(Position annotation records)
—————
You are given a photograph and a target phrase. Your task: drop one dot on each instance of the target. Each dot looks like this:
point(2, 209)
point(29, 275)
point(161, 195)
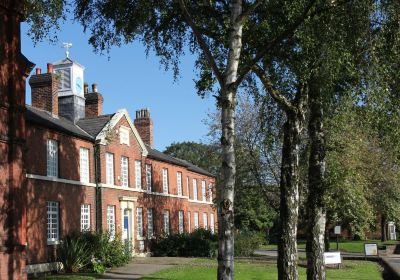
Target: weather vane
point(67, 46)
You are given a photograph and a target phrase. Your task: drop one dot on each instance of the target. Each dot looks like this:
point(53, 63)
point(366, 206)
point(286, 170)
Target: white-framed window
point(53, 222)
point(150, 222)
point(124, 135)
point(84, 164)
point(212, 222)
point(138, 174)
point(109, 169)
point(111, 220)
point(180, 221)
point(139, 221)
point(52, 158)
point(179, 182)
point(165, 180)
point(166, 222)
point(196, 220)
point(205, 220)
point(85, 217)
point(124, 171)
point(210, 192)
point(187, 186)
point(203, 190)
point(194, 189)
point(149, 179)
point(189, 222)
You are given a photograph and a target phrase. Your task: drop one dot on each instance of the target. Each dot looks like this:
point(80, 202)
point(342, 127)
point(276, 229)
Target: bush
point(247, 242)
point(94, 251)
point(74, 253)
point(199, 243)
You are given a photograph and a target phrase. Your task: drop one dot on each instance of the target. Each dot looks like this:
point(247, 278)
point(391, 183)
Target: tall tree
point(213, 30)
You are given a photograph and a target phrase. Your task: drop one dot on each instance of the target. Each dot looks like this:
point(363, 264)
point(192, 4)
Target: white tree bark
point(227, 103)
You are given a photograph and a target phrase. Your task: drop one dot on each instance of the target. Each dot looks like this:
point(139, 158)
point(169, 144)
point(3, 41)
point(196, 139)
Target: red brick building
point(89, 171)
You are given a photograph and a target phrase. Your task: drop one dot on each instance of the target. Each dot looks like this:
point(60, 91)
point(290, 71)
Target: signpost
point(337, 231)
point(371, 249)
point(332, 258)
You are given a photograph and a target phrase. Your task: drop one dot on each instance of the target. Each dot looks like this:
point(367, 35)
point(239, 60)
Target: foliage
point(247, 242)
point(74, 253)
point(199, 243)
point(107, 251)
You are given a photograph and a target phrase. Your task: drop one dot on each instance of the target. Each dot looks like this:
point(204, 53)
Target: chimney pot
point(49, 68)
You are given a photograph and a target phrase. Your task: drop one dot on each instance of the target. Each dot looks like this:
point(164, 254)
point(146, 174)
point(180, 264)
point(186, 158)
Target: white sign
point(371, 249)
point(332, 258)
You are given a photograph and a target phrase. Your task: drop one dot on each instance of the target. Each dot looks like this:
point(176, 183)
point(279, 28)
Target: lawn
point(206, 269)
point(344, 245)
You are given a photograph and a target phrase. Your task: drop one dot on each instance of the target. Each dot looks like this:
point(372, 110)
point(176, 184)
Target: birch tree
point(213, 31)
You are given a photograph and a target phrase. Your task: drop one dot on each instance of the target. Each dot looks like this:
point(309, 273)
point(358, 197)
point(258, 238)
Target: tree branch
point(286, 105)
point(248, 12)
point(203, 45)
point(287, 33)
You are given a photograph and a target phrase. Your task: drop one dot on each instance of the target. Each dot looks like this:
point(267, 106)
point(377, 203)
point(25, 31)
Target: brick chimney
point(144, 126)
point(45, 90)
point(94, 102)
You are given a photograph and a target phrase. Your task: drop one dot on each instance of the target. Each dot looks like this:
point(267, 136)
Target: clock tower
point(71, 99)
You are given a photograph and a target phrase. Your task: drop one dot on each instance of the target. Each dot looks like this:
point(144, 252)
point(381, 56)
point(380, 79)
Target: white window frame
point(212, 223)
point(166, 222)
point(150, 222)
point(205, 220)
point(165, 180)
point(181, 222)
point(84, 164)
point(194, 183)
point(52, 158)
point(149, 177)
point(179, 182)
point(196, 220)
point(85, 217)
point(138, 174)
point(110, 169)
point(111, 221)
point(53, 221)
point(203, 190)
point(139, 221)
point(124, 135)
point(124, 171)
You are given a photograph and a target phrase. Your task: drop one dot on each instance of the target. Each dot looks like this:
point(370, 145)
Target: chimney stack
point(144, 125)
point(45, 90)
point(93, 103)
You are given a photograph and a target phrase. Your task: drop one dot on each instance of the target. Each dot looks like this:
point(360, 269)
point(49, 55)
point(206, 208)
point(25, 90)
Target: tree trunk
point(227, 103)
point(289, 199)
point(316, 213)
point(383, 228)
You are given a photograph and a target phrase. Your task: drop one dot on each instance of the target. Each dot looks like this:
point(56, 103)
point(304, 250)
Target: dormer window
point(124, 135)
point(65, 78)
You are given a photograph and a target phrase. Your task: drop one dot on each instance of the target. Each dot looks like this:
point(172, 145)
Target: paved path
point(140, 267)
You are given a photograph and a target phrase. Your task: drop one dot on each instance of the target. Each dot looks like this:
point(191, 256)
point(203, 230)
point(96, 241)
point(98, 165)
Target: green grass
point(344, 245)
point(206, 269)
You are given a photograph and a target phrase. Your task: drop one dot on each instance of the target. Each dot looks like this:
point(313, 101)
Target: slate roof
point(61, 124)
point(155, 154)
point(94, 125)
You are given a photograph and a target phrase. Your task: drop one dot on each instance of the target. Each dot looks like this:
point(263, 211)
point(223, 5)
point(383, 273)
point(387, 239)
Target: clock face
point(78, 85)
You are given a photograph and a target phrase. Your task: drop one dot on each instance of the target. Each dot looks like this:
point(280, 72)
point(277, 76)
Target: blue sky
point(128, 79)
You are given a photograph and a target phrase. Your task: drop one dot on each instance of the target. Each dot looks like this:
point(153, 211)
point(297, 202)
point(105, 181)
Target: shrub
point(74, 253)
point(247, 242)
point(199, 243)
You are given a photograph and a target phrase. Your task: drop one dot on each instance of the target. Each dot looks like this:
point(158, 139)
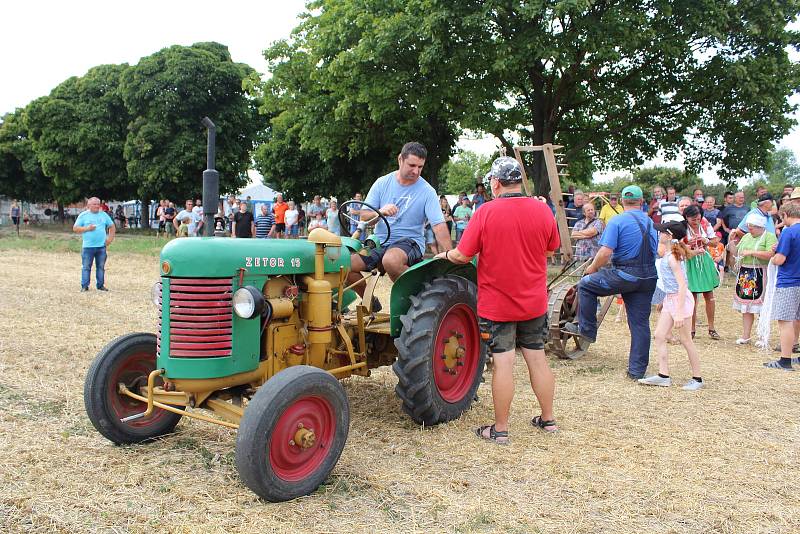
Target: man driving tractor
point(406, 200)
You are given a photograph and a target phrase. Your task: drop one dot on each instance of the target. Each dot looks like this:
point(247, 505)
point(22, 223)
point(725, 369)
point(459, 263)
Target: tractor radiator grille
point(199, 317)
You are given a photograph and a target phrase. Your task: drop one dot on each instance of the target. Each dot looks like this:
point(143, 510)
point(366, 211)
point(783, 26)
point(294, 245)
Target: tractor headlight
point(155, 293)
point(248, 302)
point(333, 253)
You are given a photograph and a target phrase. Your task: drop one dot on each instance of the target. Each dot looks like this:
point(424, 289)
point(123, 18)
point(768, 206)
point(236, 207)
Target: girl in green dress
point(700, 268)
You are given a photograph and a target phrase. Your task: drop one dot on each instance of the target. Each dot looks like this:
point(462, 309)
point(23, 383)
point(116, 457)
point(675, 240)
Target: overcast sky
point(44, 43)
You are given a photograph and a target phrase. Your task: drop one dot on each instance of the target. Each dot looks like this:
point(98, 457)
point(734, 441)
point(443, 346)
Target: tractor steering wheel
point(345, 219)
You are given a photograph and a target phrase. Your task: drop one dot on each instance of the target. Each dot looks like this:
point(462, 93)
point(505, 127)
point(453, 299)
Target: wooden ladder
point(556, 167)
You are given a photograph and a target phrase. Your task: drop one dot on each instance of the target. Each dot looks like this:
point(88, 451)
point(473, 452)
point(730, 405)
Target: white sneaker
point(692, 385)
point(656, 380)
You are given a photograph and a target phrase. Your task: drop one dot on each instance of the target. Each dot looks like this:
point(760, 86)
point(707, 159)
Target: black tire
point(282, 471)
point(128, 359)
point(426, 396)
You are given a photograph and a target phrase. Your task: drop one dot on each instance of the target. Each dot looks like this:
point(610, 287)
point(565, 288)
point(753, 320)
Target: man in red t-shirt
point(514, 236)
point(279, 209)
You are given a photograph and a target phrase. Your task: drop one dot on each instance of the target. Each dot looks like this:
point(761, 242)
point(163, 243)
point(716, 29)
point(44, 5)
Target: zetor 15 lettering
point(256, 261)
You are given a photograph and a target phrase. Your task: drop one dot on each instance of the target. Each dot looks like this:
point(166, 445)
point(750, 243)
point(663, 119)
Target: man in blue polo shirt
point(764, 209)
point(98, 232)
point(631, 243)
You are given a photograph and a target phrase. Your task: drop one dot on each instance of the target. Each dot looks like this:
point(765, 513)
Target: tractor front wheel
point(440, 356)
point(292, 433)
point(126, 360)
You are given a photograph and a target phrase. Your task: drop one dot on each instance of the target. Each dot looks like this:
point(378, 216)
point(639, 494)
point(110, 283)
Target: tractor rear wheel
point(440, 355)
point(292, 433)
point(128, 360)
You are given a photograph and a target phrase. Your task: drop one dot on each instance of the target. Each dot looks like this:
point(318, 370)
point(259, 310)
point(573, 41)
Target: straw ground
point(627, 459)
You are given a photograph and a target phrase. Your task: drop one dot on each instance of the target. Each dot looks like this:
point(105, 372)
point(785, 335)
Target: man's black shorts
point(407, 245)
point(506, 336)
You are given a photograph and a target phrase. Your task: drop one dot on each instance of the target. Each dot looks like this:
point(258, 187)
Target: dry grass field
point(628, 459)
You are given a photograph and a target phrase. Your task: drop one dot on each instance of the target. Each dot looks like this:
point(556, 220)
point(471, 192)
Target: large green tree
point(350, 88)
point(21, 175)
point(617, 82)
point(167, 94)
point(79, 132)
—————
## Task details
Filter the entries above, keeping every line that contains the word "white". Copy each of those lines unchanged, one per line.

## Full answer
Target: white-framed window
Target: white tree bark
Target: white sign
Target: white window frame
Target: white sneaker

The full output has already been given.